**What is being asked:** Arrange every line of the listing below as a Markdown table with two columns, Row and Listing line. Number the rows in order and leave out any blank lines.

[Excerpt from a dataset]
:::

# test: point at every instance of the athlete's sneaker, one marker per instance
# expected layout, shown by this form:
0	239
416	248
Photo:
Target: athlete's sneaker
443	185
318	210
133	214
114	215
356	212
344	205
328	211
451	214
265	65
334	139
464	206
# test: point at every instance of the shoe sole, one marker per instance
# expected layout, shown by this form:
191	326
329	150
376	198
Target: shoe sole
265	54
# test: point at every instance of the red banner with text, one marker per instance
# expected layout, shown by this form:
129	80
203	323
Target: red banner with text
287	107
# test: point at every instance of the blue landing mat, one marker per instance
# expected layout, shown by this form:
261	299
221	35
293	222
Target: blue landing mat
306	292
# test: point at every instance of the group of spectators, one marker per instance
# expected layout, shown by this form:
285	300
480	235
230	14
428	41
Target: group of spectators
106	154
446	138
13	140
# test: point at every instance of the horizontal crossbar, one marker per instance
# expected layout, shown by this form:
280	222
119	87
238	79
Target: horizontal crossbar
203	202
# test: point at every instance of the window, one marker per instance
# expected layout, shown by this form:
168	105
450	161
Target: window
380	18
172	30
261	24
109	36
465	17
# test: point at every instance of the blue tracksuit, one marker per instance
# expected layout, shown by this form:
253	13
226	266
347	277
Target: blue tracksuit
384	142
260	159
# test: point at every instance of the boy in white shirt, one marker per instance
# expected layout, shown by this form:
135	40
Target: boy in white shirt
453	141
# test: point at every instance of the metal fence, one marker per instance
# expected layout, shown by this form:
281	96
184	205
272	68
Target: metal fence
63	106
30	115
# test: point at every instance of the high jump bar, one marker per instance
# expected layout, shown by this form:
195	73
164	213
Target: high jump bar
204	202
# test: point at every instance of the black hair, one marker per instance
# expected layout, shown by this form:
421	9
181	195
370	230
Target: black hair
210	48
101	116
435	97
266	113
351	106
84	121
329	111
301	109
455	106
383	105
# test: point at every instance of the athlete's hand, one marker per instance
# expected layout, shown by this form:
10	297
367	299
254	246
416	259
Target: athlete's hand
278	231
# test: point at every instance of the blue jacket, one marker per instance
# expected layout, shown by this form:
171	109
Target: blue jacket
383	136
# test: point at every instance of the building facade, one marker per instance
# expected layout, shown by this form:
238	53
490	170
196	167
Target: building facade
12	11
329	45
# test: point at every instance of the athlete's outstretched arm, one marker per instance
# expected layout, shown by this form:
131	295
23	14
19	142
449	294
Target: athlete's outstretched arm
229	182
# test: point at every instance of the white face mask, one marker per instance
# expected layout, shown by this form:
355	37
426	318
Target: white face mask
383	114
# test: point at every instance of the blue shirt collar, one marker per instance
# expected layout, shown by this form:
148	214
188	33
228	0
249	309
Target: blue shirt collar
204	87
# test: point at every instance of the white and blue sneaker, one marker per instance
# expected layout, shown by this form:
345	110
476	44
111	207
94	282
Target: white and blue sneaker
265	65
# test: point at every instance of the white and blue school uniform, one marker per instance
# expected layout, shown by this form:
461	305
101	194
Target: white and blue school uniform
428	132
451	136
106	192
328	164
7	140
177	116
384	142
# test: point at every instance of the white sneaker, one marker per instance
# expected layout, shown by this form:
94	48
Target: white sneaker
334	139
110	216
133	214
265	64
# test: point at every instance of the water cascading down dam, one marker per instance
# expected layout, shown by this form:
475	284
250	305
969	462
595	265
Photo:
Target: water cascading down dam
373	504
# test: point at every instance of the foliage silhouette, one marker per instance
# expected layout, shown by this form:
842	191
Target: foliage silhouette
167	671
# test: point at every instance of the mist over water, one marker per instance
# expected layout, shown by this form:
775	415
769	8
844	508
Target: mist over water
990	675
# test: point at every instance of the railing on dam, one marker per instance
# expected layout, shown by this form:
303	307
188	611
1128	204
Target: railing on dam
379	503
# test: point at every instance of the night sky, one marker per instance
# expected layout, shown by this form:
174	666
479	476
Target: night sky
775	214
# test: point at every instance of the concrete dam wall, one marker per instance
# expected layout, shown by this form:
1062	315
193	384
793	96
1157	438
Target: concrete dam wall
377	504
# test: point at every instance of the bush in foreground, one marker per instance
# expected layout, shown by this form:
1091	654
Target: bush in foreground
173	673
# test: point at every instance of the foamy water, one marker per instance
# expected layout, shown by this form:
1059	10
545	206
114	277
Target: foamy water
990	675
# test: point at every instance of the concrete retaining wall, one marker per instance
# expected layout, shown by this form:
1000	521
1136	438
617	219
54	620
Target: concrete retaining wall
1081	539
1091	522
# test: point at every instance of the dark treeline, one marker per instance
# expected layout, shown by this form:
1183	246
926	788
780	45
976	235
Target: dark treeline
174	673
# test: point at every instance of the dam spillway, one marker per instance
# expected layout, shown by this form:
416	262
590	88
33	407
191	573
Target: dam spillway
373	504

:::

**Answer to this problem:**
| Row | Listing line |
|---|---|
| 1 | # test: point at every instance of the athlete's sneaker, one marker per instance |
| 2 | # expected layout, shown by this form: |
| 3 | 0	239 |
| 4 | 416	248 |
| 5 | Photo: |
| 6 | Target: athlete's sneaker |
| 7 | 443	185 |
| 8 | 318	210 |
| 9 | 133	214 |
| 10 | 114	215 |
| 11 | 356	212 |
| 12 | 344	205 |
| 13 | 328	211 |
| 14 | 451	214 |
| 15 | 265	65 |
| 16 | 334	139 |
| 17 | 464	206 |
| 18 | # test: point at every instance of the shoe sole, one marker per instance |
| 19 | # expected layout, shown by this form: |
| 20 | 191	326 |
| 21 | 329	150 |
| 22 | 376	198 |
| 23 | Target: shoe sole |
| 24 | 265	54 |
| 25 | # test: point at every instance of the red banner with text, one marker per instance |
| 26 | # expected layout, shown by this form: |
| 27 | 129	80 |
| 28 | 203	323 |
| 29 | Target: red banner with text |
| 30 | 287	107 |
| 31 | # test: point at every instance of the blue landing mat, one marker per instance |
| 32 | # expected layout, shown by this form: |
| 33 | 261	299 |
| 34 | 221	35 |
| 35 | 293	222 |
| 36 | Target: blue landing mat |
| 37 | 306	292 |
| 38 | # test: point at every instance of the group of spectators, one marker per instance |
| 39 | # expected layout, shown by this form: |
| 40 | 285	300 |
| 41 | 480	235 |
| 42 | 230	14 |
| 43 | 428	41 |
| 44 | Target: group of spectators |
| 45 | 106	154 |
| 46 | 446	138 |
| 47 | 13	140 |
| 48 | # test: point at every instance of the horizontal crossbar, one marker per instance |
| 49 | # expected layout, shown by this form: |
| 50 | 280	222 |
| 51 | 119	87 |
| 52 | 238	79 |
| 53 | Target: horizontal crossbar |
| 54 | 203	202 |
| 55 | # test: point at every instance of the window, one marker per instance |
| 56 | # expected layout, shown by this form: |
| 57 | 168	105 |
| 58 | 450	161 |
| 59 | Target: window |
| 60 | 380	18 |
| 61 | 172	30 |
| 62 | 261	24 |
| 63 | 109	36 |
| 64 | 465	17 |
| 65 | # test: point at every instance of the blue tracksuit, one marker per instance |
| 66 | # expected layout, shown by this form: |
| 67 | 253	13 |
| 68 | 226	266 |
| 69 | 347	277 |
| 70 | Target: blue tracksuit |
| 71 | 384	142 |
| 72 | 260	159 |
| 73 | # test: point at every instance of the boy in white shirt, one marker per instance |
| 74 | # expected layout, shown by this form: |
| 75 | 135	40 |
| 76 | Target: boy in white shirt |
| 77 | 453	141 |
| 78 | # test: point at every instance of the metal fence, one marker per instance |
| 79 | # expected layout, shown by this form: |
| 80 | 281	96 |
| 81 | 184	205 |
| 82 | 272	68 |
| 83 | Target: metal fence |
| 84 | 63	106 |
| 85 | 30	115 |
| 86 | # test: point at every instance of the high jump bar, one marker per instance |
| 87 | # expected layout, shown by this form: |
| 88 | 195	73 |
| 89 | 164	213 |
| 90 | Target: high jump bar |
| 91 | 204	202 |
| 92 | # test: point at every instance of the black hair, one marker per instance |
| 93 | # expected layout, shown by this form: |
| 94 | 421	9 |
| 95 | 181	195 |
| 96 | 370	230 |
| 97 | Target: black hair |
| 98 | 210	48 |
| 99 | 101	116 |
| 100 | 435	97 |
| 101 | 266	113 |
| 102 | 351	106 |
| 103 | 84	121 |
| 104 | 329	111 |
| 105 | 301	109 |
| 106 | 455	106 |
| 107 | 383	105 |
| 108 | # test: point at every instance of the athlete's hand, one marker per instance |
| 109 | # expected layout, shown by this form: |
| 110 | 10	297 |
| 111 | 367	299 |
| 112 | 254	246 |
| 113 | 416	259 |
| 114 | Target: athlete's hand |
| 115 | 278	231 |
| 116 | # test: point at every instance of the blue jacket, one marker per instance |
| 117 | # expected layout, shown by this form: |
| 118 | 171	109 |
| 119 | Target: blue jacket |
| 120 | 383	136 |
| 121 | # test: point at every instance of the building facade, one marker per instance |
| 122 | # expected layout, shown by this form: |
| 123 | 238	53 |
| 124 | 490	170 |
| 125 | 196	167 |
| 126 | Target: building facade |
| 127 | 12	11 |
| 128 | 329	45 |
| 129 | # test: point at every instance of the athlete's outstretched arm, one marker per instance |
| 130 | # expected layout, shown by this form: |
| 131 | 131	295 |
| 132 | 23	14 |
| 133 | 19	142 |
| 134 | 449	294 |
| 135 | Target: athlete's outstretched arm |
| 136 | 229	182 |
| 137 | # test: point at every instance of the white face mask, one marker per instance |
| 138 | # expected layout, shown by this form: |
| 139 | 355	37 |
| 140 | 426	318 |
| 141 | Target: white face mask |
| 142 | 383	114 |
| 143 | # test: point at every instance of the blue shirt collar, one marker per instance |
| 144 | # expected layout, shown by this form: |
| 145 | 148	214 |
| 146 | 188	33 |
| 147 | 228	0 |
| 148 | 249	309 |
| 149 | Target: blue shirt collar |
| 150 | 204	87 |
| 151 | # test: point at every instance of the white and blue sneaker, one marker per instance |
| 152 | # expected layout, shown by this form: |
| 153 | 345	110 |
| 154 | 476	44 |
| 155 | 111	207 |
| 156 | 94	282 |
| 157 | Target: white and blue sneaker |
| 158 | 265	65 |
| 159 | # test: point at every instance of the white and blue school uniform, one marker per instance |
| 160 | # expected layout, shown by this form: |
| 161 | 461	305 |
| 162 | 101	194 |
| 163 | Target: white and blue school uniform |
| 164 | 428	132 |
| 165 | 451	136 |
| 166 | 106	192 |
| 167 | 328	164 |
| 168 | 7	140 |
| 169 | 177	116 |
| 170 | 384	142 |
| 171 | # test: point at every instance of the white sneaker, one marker per instance |
| 172 | # expected layout, shown by this form: |
| 173 | 94	48 |
| 174 | Target: white sneaker |
| 175 | 334	139 |
| 176 | 110	216 |
| 177 | 133	214 |
| 178 | 265	64 |
| 179 | # test: point at every instance of the water cascading down dam, one marker per instance |
| 180 | # expected layout, shown by this form: |
| 181 | 475	284 |
| 182 | 250	305 |
| 183 | 969	462 |
| 184 | 595	265 |
| 185 | Photo: |
| 186 | Target: water cascading down dam |
| 187 | 373	504 |
| 188 | # test: point at every instance of the foliage silhouette, one marker per instance |
| 189 | # expected layout, shown by this form: |
| 190 | 842	191 |
| 191 | Target: foliage silhouette |
| 192 | 167	671 |
| 193 | # test: point at every instance of the mist over water, one marker per instance |
| 194 | # expected layout, shown by this form: |
| 195 | 775	415 |
| 196 | 769	8 |
| 197 | 844	508 |
| 198 | Target: mist over water |
| 199 | 990	675 |
| 200 | # test: point at every instance of the railing on dam, one marker per instance |
| 201 | # expected layout, shown by this form: |
| 202 | 303	307 |
| 203 | 188	611 |
| 204 | 1128	204 |
| 205 | Target: railing on dam |
| 206 | 379	503 |
| 207 | # test: point at every instance of the night sky, one marker per instance |
| 208 | # expected layout, shown by this form: |
| 209 | 174	666 |
| 210 | 479	476 |
| 211 | Target: night sky |
| 212 | 775	214 |
| 213 | # test: point at every instance of the concrete dam wall, one marker per instance |
| 214 | # expected layout, shown by this form: |
| 215 | 1062	315 |
| 216 | 193	384 |
| 217 | 793	96 |
| 218 | 1157	438 |
| 219 | Target: concrete dam wall |
| 220 | 377	504 |
| 221 | # test: point at every instance of the bush in foreground, one marker per instance |
| 222 | # expected layout, shown by this form: |
| 223 | 1091	654 |
| 224 | Target: bush in foreground |
| 225 | 173	673 |
| 226 | # test: point at every instance of the foamy water, one marker per instance |
| 227 | # expected layout, shown by this form: |
| 228 | 1059	10 |
| 229 | 545	206 |
| 230 | 114	277 |
| 231 | Target: foamy water |
| 232 | 990	675 |
| 233 | # test: point at every instance of the concrete retaining wall, one marker per instance |
| 234 | # expected layout, shown by this form: |
| 235 | 1000	521 |
| 236 | 1136	438 |
| 237 | 617	219 |
| 238 | 54	620 |
| 239 | Target: concrete retaining wall |
| 240 | 1081	539 |
| 241 | 1091	522 |
| 242 | # test: point at every instance of the dark treeline, one marker per instance |
| 243 | # expected layout, shown by this form: |
| 244 | 1183	246 |
| 245 | 926	788 |
| 246 | 780	45 |
| 247 | 976	235 |
| 248 | Target: dark treeline |
| 249 | 174	673 |
| 250 | # test: point at every instance of the dam spillway, one marker per instance |
| 251 | # expected layout, shown by this form: |
| 252 | 416	262 |
| 253 | 590	88 |
| 254 | 33	407 |
| 255 | 191	573 |
| 256 | Target: dam spillway |
| 257 | 373	504 |